Text block:
* * *

Scientific classification
- Kingdom: Fungi
- Division: Basidiomycota
- Class: Agaricomycetes
- Order: Cantharellales
- Family: Cantharellaceae
- Genus: Craterellus
- Species: C. tubaeformis
- Binomial name: Craterellus tubaeformis (Fr.) Quél. 1888

= Craterellus tubaeformis =

- Authority: (Fr.) Quél. 1888
- Conservation status: LC

Craterellus tubaeformis (formerly Cantharellus tubaeformis) is a species of fungus, also known as the winter chanterelle, yellowfoot, winter mushroom, or funnel chanterelle. It was reclassified from Cantharellus, which has been supported by molecular phylogenetics.

C. tubaeformis is a yellowish-brown and trumpet-shaped mushroom found in great numbers late in the mushroom season, thus earning the common name winter mushroom. The cap is convex and sometimes hollow down the middle. The gills are widely separated and of lighter color than the cap.

* * *

Record excerpts:
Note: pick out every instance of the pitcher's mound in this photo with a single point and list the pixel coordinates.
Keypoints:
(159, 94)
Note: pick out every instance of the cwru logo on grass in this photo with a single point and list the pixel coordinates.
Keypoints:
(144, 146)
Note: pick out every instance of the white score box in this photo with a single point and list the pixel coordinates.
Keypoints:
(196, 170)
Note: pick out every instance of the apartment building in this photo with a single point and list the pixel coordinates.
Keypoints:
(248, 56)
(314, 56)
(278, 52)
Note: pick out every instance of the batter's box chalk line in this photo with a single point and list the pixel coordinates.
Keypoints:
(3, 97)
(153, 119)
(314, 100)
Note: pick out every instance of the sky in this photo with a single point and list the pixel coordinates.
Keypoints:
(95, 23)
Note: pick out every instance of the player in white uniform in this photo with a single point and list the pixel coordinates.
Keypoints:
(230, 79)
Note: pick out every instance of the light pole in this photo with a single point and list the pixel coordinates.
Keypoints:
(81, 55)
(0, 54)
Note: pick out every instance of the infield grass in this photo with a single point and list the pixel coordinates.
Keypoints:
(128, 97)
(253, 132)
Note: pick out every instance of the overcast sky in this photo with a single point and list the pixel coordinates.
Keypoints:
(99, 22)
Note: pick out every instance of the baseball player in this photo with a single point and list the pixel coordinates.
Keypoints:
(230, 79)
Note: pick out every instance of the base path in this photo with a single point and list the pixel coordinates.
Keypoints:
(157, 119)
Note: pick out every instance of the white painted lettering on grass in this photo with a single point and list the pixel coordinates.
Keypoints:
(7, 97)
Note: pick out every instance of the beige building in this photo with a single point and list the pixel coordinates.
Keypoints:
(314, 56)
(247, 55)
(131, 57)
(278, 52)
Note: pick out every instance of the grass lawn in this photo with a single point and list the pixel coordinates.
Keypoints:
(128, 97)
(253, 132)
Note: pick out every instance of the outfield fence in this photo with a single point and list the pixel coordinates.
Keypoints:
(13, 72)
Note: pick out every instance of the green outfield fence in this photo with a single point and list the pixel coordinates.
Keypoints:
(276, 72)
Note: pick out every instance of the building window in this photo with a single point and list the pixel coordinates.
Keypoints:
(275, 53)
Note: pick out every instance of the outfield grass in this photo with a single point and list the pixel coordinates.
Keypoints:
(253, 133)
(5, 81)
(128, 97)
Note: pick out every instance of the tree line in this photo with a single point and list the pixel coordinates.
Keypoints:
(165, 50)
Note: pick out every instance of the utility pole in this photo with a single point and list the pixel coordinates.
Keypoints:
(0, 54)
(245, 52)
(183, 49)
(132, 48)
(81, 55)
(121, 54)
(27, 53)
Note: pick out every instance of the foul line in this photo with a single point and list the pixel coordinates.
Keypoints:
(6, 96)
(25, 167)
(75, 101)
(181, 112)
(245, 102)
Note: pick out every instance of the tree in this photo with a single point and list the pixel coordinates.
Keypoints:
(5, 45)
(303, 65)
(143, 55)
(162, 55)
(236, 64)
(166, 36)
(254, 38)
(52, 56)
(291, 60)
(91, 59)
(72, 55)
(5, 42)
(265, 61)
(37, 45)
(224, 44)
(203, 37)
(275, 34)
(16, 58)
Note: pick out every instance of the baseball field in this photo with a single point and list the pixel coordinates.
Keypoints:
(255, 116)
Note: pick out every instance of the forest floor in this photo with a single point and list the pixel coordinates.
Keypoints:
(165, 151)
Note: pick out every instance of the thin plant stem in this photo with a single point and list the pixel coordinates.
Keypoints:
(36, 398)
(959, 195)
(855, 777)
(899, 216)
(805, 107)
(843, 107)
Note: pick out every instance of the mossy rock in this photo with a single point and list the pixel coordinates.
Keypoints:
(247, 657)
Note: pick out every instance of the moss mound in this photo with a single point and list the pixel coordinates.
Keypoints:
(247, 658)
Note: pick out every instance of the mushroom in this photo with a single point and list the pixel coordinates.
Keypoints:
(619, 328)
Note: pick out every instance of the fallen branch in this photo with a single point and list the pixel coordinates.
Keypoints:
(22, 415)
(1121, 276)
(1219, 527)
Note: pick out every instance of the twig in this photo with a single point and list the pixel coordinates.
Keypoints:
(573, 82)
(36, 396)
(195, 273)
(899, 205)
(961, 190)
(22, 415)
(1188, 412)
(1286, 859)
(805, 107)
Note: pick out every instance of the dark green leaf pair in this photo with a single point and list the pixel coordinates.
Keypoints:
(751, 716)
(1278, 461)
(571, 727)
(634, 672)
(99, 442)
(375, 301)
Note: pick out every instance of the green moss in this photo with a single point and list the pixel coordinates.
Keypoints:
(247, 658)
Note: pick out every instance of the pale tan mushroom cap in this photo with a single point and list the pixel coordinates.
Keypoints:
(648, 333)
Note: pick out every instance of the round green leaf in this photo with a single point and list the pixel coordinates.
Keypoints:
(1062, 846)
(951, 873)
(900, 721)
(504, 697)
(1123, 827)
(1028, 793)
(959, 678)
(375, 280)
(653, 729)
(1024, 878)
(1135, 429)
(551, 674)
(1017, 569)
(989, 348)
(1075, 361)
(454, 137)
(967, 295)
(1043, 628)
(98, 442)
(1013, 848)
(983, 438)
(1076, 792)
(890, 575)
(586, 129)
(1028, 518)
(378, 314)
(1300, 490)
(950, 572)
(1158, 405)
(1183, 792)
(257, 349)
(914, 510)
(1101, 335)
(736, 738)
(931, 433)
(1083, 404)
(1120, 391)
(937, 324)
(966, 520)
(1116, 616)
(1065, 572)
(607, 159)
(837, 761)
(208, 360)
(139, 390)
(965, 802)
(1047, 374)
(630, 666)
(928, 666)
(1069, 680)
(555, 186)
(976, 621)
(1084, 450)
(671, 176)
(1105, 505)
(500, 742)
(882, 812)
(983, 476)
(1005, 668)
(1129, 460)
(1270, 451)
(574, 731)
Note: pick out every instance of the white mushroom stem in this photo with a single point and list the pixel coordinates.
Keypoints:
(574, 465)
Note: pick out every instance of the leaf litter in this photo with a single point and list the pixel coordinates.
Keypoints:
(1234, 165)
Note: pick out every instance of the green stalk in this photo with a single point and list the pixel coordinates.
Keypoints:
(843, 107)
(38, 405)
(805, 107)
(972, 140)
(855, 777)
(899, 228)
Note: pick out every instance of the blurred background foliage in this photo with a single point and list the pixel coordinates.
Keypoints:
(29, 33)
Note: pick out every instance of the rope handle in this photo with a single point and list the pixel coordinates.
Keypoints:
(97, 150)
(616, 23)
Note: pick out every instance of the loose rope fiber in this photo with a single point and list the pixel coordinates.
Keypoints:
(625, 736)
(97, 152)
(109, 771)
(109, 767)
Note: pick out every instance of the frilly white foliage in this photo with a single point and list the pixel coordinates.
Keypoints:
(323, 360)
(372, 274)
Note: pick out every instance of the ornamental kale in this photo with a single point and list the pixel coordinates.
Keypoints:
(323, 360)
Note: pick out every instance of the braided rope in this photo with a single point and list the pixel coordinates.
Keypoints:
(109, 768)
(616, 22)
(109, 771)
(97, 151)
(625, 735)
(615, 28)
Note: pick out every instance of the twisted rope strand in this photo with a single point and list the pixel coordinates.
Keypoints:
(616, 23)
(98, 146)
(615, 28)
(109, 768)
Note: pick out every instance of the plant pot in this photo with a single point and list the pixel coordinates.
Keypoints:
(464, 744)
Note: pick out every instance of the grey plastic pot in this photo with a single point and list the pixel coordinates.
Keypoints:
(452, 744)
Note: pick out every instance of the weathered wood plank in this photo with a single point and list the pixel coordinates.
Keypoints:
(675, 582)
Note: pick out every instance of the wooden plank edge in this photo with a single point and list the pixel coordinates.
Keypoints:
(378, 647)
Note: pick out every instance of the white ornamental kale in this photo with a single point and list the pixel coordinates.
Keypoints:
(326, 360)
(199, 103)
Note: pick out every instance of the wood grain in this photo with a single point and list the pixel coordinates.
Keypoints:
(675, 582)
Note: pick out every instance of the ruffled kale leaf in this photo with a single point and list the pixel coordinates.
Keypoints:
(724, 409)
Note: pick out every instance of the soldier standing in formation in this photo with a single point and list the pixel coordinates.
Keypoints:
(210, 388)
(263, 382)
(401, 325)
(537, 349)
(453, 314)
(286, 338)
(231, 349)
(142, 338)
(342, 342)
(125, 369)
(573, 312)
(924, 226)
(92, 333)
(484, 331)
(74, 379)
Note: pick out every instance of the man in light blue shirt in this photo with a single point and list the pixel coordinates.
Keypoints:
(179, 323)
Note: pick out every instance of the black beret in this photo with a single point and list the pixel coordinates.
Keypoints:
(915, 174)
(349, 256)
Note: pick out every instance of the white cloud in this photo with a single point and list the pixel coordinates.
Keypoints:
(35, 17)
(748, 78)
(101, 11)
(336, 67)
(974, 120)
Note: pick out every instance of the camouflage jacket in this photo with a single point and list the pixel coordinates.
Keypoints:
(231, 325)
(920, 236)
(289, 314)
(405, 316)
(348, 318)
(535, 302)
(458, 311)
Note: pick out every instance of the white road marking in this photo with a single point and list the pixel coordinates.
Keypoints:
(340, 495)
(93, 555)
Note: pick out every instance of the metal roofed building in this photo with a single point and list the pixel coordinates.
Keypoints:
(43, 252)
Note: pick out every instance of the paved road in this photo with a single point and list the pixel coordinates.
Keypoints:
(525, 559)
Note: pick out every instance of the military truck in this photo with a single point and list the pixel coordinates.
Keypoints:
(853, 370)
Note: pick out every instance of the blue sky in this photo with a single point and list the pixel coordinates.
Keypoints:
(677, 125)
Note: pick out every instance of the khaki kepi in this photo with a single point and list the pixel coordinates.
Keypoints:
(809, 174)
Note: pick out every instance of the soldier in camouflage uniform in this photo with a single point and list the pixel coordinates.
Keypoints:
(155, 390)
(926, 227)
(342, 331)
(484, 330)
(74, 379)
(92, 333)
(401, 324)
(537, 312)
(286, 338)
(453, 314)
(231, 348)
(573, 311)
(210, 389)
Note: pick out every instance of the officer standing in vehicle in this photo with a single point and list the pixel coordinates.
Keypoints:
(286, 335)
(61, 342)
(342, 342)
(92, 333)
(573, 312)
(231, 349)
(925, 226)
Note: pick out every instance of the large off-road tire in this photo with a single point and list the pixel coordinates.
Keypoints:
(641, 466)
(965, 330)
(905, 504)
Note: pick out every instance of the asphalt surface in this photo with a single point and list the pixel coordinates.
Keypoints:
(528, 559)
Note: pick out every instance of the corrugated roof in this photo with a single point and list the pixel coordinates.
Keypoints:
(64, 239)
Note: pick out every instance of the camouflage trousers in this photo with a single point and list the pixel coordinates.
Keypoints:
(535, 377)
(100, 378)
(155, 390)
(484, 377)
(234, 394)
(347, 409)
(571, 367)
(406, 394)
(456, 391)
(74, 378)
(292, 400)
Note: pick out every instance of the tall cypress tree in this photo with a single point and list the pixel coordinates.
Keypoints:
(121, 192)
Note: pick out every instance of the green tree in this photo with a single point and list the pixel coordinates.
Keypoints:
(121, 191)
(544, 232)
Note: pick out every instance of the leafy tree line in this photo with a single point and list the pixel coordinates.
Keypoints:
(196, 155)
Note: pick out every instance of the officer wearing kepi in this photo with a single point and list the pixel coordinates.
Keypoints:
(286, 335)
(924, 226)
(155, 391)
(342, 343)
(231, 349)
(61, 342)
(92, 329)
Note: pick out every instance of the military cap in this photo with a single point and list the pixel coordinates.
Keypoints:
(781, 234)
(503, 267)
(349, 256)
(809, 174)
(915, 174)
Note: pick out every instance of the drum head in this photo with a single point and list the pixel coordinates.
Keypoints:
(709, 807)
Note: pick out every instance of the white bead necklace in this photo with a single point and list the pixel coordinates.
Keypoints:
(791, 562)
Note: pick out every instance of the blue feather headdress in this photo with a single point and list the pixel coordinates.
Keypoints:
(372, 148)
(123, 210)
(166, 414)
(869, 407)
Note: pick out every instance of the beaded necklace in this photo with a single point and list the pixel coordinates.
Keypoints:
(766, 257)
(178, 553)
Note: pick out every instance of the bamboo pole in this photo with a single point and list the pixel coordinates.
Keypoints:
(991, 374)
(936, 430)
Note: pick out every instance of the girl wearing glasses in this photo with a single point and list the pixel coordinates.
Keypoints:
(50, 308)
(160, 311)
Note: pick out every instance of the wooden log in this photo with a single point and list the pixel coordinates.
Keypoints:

* * *

Directions:
[A] Echo the passage of the Craterellus tubaeformis text between "- Authority: (Fr.)" and "by molecular phylogenetics.", inclusive.
[B] Render this sentence from the Craterellus tubaeformis text into Spanish: "The cap is convex and sometimes hollow down the middle."

Solutions in order:
[A]
- Authority: (Fr.) Quél. 1888
- Conservation status: LC

Craterellus tubaeformis (formerly Cantharellus tubaeformis) is a species of fungus, also known as the winter chanterelle, yellowfoot, winter mushroom, or funnel chanterelle. It was reclassified from Cantharellus, which has been supported by molecular phylogenetics.

[B] El sombrero es convexo y a veces hueco por el centro.